Volcanos and bluestockings in the OED
Within the dictionary offices, we refer to this newly revised and updated batch as the blue batch, as blue is the leading headword. Colour words are often big entries, involving many different subject areas. Here, we have natural history (bluebell, blueberry, and blue heron, to name but three), country music (bluegrass), fashion (or not) (blue jeans, blue rinse), feminism (bluestocking), archaeology (and a type of gin) (bluestone), and the astronomer’s blueshift, the pessimist’s blue moon, the designer’s blueprint, and the yeller’s blue murder. These are selected from the 614 headwords, compounds, and other expressions covered in the blue alphabetical range.
The rest of the batch focuses on terms in the following alphabetical ranges: audience and audio-; Caribbean; credit and Creole; friend; gambling, game, and gammon; gang and gangster; heredity, serial and serious, smart (including smartphone and smartypants); taxonomy; and the volcano words.
Any one of these could provide the basis for an extended piece on lexical history and semantics, but we might look briefly at how the cluster of volcano words have shuffled their way into English.
As is often the case when a new term enters English, there is a scramble for several years between competing forms to see which will gain the ascendancy. Vulcan seems to be the first of this cluster to surface in English, according to the OED’s updated entry. Vulcan, long known in English as the name of the Roman god of fire and metalworking, developed new meanings in English from the Middle Ages onwards (a cuckold, a blacksmith, a lame person). In the early fifteenth century we find the word creeping into one of the manuscripts of Sir John Mandeville’s supposed Travels:
In þat Ile is the Mount Ethna‥& the wlcanes þat ben eueremore brennynge.
Mandeville’s Travels (Titus C.xvi) (?c1425) 36
English received this isolated instance from early French, and nothing more is heard of the term in the record until 1578, when it appears in a translation of a Spanish text:
Then appeared the vulcan and concauetie, which was about halfe a league in compasse.
☆ ☆ ☆ ☆
* _AIM 1_
Could you reproduce the OED passage between "Any one of these" and "way into English.", inclusive?
The OED passage and the records have nothing to do with each other.

* _SOURCE MATERIAL_
☆ ☆ ☆ ☆
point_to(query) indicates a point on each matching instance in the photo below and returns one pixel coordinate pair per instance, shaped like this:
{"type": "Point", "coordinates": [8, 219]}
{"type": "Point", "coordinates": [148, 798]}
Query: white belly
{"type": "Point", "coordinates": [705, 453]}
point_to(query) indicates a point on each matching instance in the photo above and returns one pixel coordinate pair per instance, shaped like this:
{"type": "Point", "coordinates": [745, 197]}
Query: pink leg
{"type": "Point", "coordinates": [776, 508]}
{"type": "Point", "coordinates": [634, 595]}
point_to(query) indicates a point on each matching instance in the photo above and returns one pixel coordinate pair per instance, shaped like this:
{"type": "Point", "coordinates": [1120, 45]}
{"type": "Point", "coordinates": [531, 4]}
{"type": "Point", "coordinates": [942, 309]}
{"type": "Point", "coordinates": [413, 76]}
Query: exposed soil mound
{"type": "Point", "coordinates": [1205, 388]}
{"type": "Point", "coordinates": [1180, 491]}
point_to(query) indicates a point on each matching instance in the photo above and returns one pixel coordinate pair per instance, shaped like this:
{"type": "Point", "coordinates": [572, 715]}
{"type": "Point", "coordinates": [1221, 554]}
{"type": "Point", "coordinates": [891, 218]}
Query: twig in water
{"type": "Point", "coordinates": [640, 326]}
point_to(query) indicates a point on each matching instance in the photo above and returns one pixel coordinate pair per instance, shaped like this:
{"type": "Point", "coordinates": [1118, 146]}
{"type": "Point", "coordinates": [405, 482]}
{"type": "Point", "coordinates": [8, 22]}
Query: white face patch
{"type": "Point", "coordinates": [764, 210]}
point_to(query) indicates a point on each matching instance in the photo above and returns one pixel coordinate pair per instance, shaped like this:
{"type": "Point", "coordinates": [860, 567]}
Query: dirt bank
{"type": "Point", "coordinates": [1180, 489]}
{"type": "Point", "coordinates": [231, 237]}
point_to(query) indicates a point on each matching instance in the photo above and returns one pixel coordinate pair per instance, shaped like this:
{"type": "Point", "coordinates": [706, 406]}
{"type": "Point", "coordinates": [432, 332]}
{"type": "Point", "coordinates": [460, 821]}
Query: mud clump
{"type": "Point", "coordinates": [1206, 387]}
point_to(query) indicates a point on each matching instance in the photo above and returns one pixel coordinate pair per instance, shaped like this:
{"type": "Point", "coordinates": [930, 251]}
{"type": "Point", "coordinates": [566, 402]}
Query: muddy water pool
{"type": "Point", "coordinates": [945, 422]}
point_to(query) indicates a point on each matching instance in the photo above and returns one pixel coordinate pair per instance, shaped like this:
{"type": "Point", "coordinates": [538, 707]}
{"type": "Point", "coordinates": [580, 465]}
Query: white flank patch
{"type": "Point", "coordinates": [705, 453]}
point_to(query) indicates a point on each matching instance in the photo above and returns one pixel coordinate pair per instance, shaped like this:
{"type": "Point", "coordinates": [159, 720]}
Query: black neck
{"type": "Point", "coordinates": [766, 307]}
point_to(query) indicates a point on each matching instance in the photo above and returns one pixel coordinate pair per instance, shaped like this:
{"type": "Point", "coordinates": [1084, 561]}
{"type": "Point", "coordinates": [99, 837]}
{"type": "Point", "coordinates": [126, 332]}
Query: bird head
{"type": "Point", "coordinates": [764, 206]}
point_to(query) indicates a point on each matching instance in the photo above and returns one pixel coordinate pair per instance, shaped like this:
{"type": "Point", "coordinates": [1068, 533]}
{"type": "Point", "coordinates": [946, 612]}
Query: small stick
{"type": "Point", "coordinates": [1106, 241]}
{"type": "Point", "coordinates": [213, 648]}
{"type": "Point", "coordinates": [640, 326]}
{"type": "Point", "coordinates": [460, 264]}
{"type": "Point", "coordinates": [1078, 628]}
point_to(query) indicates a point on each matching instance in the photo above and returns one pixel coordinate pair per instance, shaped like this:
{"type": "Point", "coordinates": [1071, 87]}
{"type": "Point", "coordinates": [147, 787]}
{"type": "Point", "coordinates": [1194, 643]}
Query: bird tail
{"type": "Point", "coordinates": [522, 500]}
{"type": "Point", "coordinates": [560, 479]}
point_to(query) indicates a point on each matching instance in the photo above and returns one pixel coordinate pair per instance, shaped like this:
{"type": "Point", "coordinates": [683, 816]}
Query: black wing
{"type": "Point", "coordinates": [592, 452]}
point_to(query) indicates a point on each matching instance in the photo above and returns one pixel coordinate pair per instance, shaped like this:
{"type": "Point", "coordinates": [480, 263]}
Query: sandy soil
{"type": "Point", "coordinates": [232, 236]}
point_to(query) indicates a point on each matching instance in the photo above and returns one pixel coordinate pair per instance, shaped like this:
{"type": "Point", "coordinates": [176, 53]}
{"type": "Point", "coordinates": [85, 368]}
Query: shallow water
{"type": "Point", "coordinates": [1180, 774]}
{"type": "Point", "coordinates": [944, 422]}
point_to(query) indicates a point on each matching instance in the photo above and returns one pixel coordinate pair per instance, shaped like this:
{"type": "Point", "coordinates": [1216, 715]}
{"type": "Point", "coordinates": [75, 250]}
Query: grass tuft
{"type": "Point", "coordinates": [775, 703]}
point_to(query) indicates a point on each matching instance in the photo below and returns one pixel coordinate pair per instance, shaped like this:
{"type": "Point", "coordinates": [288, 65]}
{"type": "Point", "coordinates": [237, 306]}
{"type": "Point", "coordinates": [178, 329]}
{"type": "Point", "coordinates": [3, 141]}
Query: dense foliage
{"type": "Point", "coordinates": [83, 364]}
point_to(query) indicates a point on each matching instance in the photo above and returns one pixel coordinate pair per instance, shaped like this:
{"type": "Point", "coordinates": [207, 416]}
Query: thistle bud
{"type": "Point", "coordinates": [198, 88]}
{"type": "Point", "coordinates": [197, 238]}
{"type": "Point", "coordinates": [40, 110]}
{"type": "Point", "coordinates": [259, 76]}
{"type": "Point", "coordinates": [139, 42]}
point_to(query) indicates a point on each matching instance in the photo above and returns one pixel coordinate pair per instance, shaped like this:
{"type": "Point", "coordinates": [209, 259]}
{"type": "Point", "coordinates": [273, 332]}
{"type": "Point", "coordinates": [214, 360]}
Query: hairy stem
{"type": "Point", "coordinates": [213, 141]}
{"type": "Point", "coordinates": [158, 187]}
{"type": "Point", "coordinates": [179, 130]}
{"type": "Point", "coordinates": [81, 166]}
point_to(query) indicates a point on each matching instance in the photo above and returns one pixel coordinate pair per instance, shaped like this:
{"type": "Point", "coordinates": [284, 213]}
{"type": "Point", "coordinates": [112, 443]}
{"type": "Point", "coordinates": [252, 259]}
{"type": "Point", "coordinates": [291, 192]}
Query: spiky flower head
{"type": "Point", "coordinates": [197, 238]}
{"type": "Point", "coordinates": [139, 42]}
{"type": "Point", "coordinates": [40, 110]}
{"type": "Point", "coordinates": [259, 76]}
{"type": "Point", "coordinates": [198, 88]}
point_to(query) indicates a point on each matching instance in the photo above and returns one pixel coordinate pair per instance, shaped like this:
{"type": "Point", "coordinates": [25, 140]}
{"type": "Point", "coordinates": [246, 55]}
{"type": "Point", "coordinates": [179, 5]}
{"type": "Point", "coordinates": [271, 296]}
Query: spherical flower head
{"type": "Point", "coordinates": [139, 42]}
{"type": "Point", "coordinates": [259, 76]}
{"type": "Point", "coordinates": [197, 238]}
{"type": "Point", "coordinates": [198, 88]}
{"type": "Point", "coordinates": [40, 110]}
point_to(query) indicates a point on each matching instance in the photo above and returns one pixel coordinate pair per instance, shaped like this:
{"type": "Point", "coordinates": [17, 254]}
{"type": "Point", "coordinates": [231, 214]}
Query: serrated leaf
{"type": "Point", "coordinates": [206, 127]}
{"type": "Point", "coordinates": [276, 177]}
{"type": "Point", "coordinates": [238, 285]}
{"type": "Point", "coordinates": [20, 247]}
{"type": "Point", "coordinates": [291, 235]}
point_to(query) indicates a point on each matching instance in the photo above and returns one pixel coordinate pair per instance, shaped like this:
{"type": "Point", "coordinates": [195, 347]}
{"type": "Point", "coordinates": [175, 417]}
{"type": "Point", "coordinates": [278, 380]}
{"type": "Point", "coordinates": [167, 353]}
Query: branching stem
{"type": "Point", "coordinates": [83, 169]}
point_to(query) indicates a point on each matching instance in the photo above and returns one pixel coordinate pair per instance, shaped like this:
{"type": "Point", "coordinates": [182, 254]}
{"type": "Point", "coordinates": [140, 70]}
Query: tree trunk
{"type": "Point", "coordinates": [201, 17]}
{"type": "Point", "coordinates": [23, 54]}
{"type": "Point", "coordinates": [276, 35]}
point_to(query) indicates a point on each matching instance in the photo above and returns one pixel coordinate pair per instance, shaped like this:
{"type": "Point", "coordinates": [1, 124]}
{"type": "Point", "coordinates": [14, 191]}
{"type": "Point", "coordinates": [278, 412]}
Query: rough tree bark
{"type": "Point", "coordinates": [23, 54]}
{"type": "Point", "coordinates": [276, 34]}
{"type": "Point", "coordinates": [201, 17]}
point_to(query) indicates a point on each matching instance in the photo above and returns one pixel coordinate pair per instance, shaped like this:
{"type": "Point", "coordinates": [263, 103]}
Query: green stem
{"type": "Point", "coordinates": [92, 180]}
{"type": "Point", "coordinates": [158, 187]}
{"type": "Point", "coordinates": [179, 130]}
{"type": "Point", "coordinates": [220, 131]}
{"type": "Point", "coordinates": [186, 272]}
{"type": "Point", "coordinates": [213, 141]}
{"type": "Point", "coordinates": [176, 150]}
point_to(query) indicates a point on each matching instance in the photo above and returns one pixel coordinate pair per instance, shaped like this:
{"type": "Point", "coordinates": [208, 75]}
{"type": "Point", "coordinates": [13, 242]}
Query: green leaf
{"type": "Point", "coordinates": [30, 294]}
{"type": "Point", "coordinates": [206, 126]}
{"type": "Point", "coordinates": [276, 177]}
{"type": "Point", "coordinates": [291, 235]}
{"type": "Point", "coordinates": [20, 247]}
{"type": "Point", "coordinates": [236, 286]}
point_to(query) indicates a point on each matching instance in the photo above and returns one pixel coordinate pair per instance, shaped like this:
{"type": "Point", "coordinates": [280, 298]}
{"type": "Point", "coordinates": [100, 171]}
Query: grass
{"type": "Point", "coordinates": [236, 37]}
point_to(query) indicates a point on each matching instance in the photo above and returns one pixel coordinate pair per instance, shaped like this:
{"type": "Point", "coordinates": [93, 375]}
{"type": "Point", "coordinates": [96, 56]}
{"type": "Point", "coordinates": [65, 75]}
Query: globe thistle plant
☆ ☆ ☆ ☆
* _AIM 2_
Can you list every line of the records that contains the word "white"? Case counts.

* _EXPECTED ANSWER 1_
Any one of these could provide the basis for an extended piece on lexical history and semantics, but we might look briefly at how the cluster of volcano words have shuffled their way into English.

* _EXPECTED ANSWER 2_
Query: white belly
Query: white face patch
Query: white flank patch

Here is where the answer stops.